**WHAT YOU WILL DO**
Copy the listing below, switching every "single point" to "one point" and leaving everything else unchanged.

**PROVIDED MATERIAL**
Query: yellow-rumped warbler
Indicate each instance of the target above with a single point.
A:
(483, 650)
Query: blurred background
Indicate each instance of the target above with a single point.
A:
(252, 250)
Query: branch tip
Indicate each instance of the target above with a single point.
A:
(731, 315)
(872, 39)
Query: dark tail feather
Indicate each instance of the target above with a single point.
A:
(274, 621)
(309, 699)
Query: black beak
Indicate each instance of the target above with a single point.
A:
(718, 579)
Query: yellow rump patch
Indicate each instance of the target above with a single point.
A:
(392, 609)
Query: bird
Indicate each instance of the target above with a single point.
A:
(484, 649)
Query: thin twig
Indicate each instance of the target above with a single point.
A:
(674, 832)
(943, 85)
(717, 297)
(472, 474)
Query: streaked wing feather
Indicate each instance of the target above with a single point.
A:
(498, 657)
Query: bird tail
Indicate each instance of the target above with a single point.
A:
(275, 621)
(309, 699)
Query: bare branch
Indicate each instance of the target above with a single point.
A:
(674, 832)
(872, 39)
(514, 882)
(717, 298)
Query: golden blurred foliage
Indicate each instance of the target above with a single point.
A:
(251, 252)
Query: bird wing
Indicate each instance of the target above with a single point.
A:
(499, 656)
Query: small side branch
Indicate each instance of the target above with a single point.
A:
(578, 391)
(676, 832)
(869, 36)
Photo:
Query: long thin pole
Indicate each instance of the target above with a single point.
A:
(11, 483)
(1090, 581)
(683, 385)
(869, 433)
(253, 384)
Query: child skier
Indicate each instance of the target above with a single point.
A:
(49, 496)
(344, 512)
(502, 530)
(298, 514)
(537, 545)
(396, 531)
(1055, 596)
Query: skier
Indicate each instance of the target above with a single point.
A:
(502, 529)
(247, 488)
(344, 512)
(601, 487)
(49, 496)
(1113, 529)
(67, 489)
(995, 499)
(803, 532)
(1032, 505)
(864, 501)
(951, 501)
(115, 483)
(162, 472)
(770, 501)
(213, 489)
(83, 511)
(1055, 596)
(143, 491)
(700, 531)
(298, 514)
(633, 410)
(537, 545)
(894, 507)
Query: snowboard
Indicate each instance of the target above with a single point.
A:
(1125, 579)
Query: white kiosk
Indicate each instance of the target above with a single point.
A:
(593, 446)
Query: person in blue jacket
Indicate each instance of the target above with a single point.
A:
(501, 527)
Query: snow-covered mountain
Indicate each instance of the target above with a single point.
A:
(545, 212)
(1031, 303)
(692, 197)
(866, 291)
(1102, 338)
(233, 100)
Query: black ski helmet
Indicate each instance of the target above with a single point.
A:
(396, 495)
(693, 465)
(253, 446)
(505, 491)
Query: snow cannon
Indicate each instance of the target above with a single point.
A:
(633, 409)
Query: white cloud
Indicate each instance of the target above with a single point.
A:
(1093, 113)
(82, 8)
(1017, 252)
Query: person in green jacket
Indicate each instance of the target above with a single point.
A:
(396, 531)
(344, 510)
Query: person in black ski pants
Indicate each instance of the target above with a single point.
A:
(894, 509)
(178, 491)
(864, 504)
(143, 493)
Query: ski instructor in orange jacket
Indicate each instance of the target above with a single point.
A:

**RESULT FOR THIS TASK**
Query: yellow-rumped warbler
Indicate each instance of the target above with a one point.
A:
(483, 650)
Query: blurred background
Indicate each instance of the target above with a one point.
A:
(252, 250)
Query: branch tip
Indicate each instance of the target above with a one point.
A:
(731, 315)
(872, 39)
Query: dark tail feather
Indicate each instance of the target above with a one point.
A:
(274, 621)
(309, 699)
Query: black beak
Indicate each instance of the target above with a one point.
A:
(718, 579)
Query: yellow rump patch
Indicate each instance of the target above with a one point.
A:
(392, 609)
Query: bird
Indicate each instance of the target above with a one point.
A:
(484, 649)
Query: thin twig
Indicate each instance of the target above with a one point.
A:
(674, 832)
(943, 85)
(717, 297)
(472, 474)
Query: streaked wing feather
Indicate each instance of the target above with a one point.
A:
(498, 657)
Query: bird tail
Indicate each instance of the target above with a one point.
A:
(275, 621)
(309, 699)
Query: bare branch
Indicate each instance of the target above with a one point.
A:
(674, 832)
(872, 39)
(514, 882)
(717, 298)
Query: golden blurred foliage
Indicate each instance of the target above with a one point.
A:
(251, 252)
Query: bird wing
Indicate each instance of the target above with a one point.
A:
(499, 656)
Query: small side branch
Indicate each instance of the target above with a one point.
A:
(578, 391)
(676, 832)
(869, 36)
Photo:
Query: long thin pole
Indicate each instance of the target above with a one point.
A:
(11, 483)
(1090, 581)
(683, 385)
(869, 433)
(253, 384)
Query: child skier
Indicate each instance of the target above with a one point.
A:
(49, 496)
(344, 512)
(502, 530)
(298, 514)
(537, 545)
(396, 531)
(1055, 596)
Query: skier
Indicate each instance of the target above with a one point.
A:
(502, 529)
(247, 488)
(344, 512)
(601, 487)
(49, 496)
(1113, 529)
(67, 489)
(995, 499)
(803, 532)
(1032, 505)
(864, 501)
(951, 501)
(115, 483)
(162, 472)
(770, 501)
(213, 489)
(83, 511)
(1055, 596)
(143, 491)
(700, 531)
(298, 514)
(633, 410)
(537, 545)
(894, 507)
Query: snowboard
Indicate each instance of the target above with a one point.
A:
(1125, 579)
Query: white kiosk
Indicate each instance of the target above with a one point.
A:
(593, 446)
Query: person in blue jacket
Indicate each instance of the target above with a one point.
A:
(501, 527)
Query: snow-covered mountain
Indicate each instance of the target above with a one point.
A:
(545, 212)
(1031, 303)
(692, 197)
(866, 291)
(1102, 338)
(233, 100)
Query: black ski helmet
Indicate each instance of the target above with a one point.
A:
(396, 495)
(693, 465)
(253, 446)
(505, 491)
Query: snow cannon
Indicate each instance of the target above with a one point.
A:
(633, 409)
Query: white cloud
Indicate each instance of the target above with a one point.
A:
(1093, 113)
(82, 8)
(1017, 252)
Query: person in green jacket
Indicate each instance of the target above with a one point.
A:
(396, 531)
(344, 510)
Query: person in black ski pants
Indicate each instance of the target above with a one point.
A:
(894, 509)
(178, 491)
(864, 504)
(143, 493)
Query: ski instructor in orange jacket
Indicate each instance of the target above with a one point.
A:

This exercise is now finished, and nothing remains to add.